PROVIDED PASSAGE =>

HC Deb 27 November 1991 vol 199 cc913-8 3.30 pm
Mr. Ivor Stanbrook (Orpington)

( by private notice) : To ask the Attorney-General if he will make a statement on the steps that he intends to take to prevent the wholesale breach of the Sunday trading laws by Tesco, Asda and Safeway stores.

The Attorney-General (Sir Patrick Mayhew)

Parliament has placed on local authorities the primary responsibility for enforcing the provisions of the Shops Act 1950. Two ways are open to them: they can prosecute traders or they can ask the civil courts for injunctions ordering traders not to break the law laid down in those provisions.

Local authorities and others have asked me to take action in the civil courts because of the present uncertain state of Community law, which has recently been acknowledged by English courts, including the House of Lords. They say that this uncertainty impedes the ability of local authorities to get injunctions from the courts, and that to go to court puts too much of their money at risk.

The Community law point is this: defendant traders have been arguing in English courts that the provisions of the Shops Act are not compatible with our obligations under the treaty of Rome. They say that the provisions breach article 30—the free trade article—and are no longer part of the law of England. It follows, say the traders, that injunctions forbidding them to breach the provisions should not be granted. Both the House of Lords and a lower court have referred the relevant questions of Community law to the European Court.

Meanwhile, the English courts have made one thing clear—that any authority applying for an interim injunction will have to undertake to pay the trader's resulting losses if it loses the case in the end.

It remains the responsibility of local authorities to decide their own course of action.

WHAT THIS EXERCISE ASKS =>
A: Answer these from the Sunday trading statement:
(i) Which Act's provisions do local authorities have the primary responsibility for enforcing?
(ii) Which article of the treaty of Rome do the traders claim those provisions breach?
(iii) What must any authority seeking an interim injunction undertake to do?
B: Carry on the Sunday trading statement from its final sentence.

LISTING =>

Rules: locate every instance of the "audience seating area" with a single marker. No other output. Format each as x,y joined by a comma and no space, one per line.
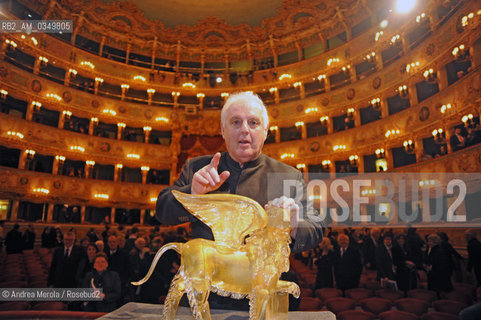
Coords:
370,302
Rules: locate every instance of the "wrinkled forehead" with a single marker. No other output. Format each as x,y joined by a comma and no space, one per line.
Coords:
244,109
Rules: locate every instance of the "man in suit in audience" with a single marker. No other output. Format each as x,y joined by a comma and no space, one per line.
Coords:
474,254
347,264
119,262
369,245
384,261
65,261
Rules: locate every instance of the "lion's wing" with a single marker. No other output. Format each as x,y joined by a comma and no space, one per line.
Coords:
230,217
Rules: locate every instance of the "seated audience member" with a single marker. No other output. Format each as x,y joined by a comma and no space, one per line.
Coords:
13,241
347,264
384,259
86,264
65,261
100,245
457,140
138,259
118,262
324,262
369,244
439,265
28,238
405,266
243,170
108,281
474,254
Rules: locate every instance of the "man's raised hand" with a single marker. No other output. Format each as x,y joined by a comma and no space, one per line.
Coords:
208,179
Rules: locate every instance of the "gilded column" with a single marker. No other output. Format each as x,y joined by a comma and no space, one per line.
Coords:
154,49
127,53
82,214
449,133
277,98
249,54
117,172
304,131
202,62
36,66
419,148
147,131
101,47
177,56
327,84
389,158
302,91
78,24
61,120
300,55
51,6
50,211
278,135
357,118
360,164
29,113
378,60
442,76
14,210
23,159
273,50
413,94
384,108
226,60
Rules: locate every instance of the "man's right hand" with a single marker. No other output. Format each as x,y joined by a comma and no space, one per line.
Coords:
208,179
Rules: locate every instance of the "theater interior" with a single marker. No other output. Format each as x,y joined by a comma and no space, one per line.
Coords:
95,121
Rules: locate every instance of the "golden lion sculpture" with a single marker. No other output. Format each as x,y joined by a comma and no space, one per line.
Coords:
246,259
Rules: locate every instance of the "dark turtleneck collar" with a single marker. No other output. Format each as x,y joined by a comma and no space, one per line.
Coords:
232,164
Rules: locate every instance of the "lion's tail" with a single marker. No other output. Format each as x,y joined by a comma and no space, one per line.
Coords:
177,246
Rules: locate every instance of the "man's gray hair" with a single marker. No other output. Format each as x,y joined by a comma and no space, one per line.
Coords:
248,98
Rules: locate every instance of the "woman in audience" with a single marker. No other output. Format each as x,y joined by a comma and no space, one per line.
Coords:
439,264
108,281
405,267
86,265
324,262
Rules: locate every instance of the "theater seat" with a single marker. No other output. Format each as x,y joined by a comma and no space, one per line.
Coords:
466,288
397,315
375,305
326,293
456,296
358,294
50,305
310,304
355,315
340,304
43,314
439,316
412,305
449,306
14,305
306,292
389,294
423,294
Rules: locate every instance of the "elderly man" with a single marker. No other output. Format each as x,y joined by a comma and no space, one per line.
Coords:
246,171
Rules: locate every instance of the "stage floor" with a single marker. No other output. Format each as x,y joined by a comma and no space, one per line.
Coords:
144,311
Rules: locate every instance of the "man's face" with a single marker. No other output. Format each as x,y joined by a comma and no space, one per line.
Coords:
244,131
343,241
68,240
388,241
100,264
113,243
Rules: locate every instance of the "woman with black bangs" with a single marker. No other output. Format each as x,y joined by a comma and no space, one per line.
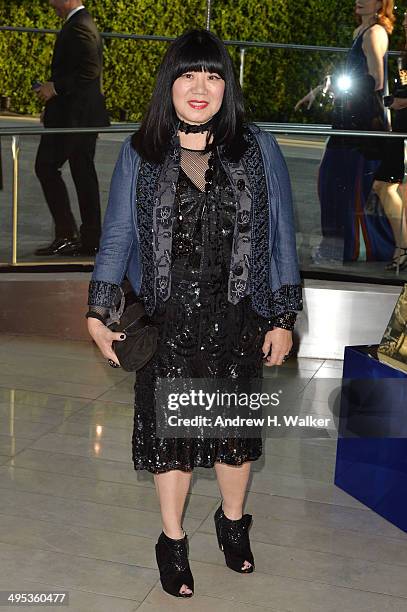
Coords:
211,252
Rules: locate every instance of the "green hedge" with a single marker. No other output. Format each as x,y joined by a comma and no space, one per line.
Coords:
273,79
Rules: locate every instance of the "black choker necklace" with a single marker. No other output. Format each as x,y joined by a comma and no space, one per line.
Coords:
188,128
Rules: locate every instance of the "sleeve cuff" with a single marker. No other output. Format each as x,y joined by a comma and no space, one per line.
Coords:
102,293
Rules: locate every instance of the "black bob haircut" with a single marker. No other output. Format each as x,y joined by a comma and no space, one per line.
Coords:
194,51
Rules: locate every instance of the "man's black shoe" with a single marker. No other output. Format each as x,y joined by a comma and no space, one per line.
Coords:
54,247
75,249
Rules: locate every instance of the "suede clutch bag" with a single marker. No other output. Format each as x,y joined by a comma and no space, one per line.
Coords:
141,336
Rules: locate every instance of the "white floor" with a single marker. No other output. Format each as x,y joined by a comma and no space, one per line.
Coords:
75,516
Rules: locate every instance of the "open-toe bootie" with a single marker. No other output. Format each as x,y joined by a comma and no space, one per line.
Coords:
172,561
233,540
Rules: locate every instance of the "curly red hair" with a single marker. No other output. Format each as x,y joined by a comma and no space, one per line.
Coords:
385,16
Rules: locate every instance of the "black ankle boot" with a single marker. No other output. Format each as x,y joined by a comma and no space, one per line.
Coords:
233,540
172,561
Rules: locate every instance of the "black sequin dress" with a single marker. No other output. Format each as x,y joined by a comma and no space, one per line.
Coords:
201,334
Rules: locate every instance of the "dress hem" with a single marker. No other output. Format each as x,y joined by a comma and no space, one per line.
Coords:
184,468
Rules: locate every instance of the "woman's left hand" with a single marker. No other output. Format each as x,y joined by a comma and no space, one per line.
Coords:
280,341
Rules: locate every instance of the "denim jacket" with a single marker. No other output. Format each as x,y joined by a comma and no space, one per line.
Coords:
120,254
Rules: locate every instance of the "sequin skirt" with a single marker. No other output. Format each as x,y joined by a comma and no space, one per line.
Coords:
201,335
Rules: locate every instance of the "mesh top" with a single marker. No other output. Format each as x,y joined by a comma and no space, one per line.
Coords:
195,164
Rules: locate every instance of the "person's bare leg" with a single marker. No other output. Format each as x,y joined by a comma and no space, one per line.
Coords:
232,481
393,207
172,488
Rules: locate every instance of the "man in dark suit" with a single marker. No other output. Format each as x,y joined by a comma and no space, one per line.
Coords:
73,98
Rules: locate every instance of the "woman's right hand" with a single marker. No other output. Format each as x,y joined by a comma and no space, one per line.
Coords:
104,338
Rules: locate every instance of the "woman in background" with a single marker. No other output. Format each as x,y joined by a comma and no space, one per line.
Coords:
350,230
390,174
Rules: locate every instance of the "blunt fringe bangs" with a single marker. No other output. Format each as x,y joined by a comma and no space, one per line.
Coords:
194,51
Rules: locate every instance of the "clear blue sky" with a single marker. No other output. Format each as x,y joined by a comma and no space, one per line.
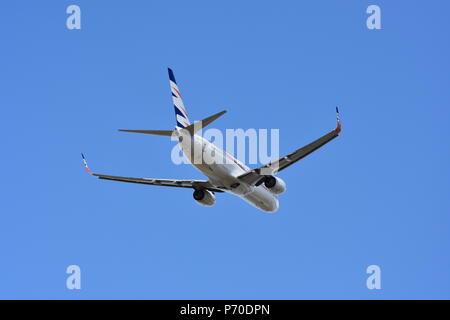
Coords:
379,194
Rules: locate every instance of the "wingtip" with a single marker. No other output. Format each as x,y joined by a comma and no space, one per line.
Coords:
338,127
86,165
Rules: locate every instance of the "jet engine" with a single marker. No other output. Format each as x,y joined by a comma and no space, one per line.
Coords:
275,185
204,197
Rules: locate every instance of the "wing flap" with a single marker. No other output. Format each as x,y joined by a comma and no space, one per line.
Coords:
193,184
255,176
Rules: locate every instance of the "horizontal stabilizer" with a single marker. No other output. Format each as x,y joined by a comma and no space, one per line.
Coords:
167,133
197,126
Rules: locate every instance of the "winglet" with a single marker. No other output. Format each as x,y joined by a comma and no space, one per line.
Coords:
338,128
85,164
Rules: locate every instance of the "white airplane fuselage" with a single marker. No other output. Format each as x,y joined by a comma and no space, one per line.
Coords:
205,157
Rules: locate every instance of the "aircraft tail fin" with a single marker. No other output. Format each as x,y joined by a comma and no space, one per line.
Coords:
181,116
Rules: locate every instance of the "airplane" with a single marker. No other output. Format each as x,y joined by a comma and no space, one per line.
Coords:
260,187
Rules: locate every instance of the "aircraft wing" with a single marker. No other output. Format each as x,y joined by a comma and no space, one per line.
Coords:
194,184
256,176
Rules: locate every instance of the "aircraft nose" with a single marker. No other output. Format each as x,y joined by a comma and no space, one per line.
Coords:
271,206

SET OF ANSWERS =>
A:
(i) The Shops Act 1950.
(ii) Article 30, the free trade article.
(iii) Pay the trader's resulting losses if it loses the case in the end.

B:
For my part. any decision that I now take is my sole responsibility as Attorney-General, and not a decision of the Government. On the other hand, matters of political policy are not for me but for my right hon. Friend the Home Secretary. If I were now to bring civil proceedings, I should have to bring a very large number of actions, and those would be no less affected by the Community law point. I believe that in those circumstances I, too, would have to give undertakings as to damages.

The law is not suspended. Local authorities can continue to apply for injunctions. Moreover, any trader who trades on Sunday, relying only on the present uncertainty, remains liable to criminal proceedings. In the light of those and all other relevant considerations, I have decided not to intervene. Naturally, I will keep developments under review.

Mr. Stanbrook

Is not the law perfectly clear and enforceable as far as British courts are concerned? [HON. MEMBERS: "English".] Does my right hon. and learned Friend realise that the individuals concerned are directors of very large companies, who seek to enrich themselves at the expense of smaller competitors which wish to keep Sunday special for their staff, their families and the general public? Are not those people trying to bully the Government into abandoning the whole of the Sunday trading laws? I ask my right hon. and learned Friend to use his powers under the criminal law to take those people to the courts—[Interruption.]——

Mr. Speaker

Order. The hon. Gentleman has every right to speak.

Mr. Stanbrook

—to take those people to the courts and seek to get them bound over to obey the law until Christmas at least, on pain of imprisonment, which they richly deserve. When it comes to law breaking, what is the difference between a rich bully and a petty thief?

The Attorney-General

I—and the whole House—have known my hon. Friend long enough to realise, sympathise with and admire his concern for matters affecting the law. I wish to make it perfectly clear that the enforcement of the law in this regard is a matter for me as Attorney-General alone. It is not a matter, as my hon. Friend uncharacteristically suggested, for the Government.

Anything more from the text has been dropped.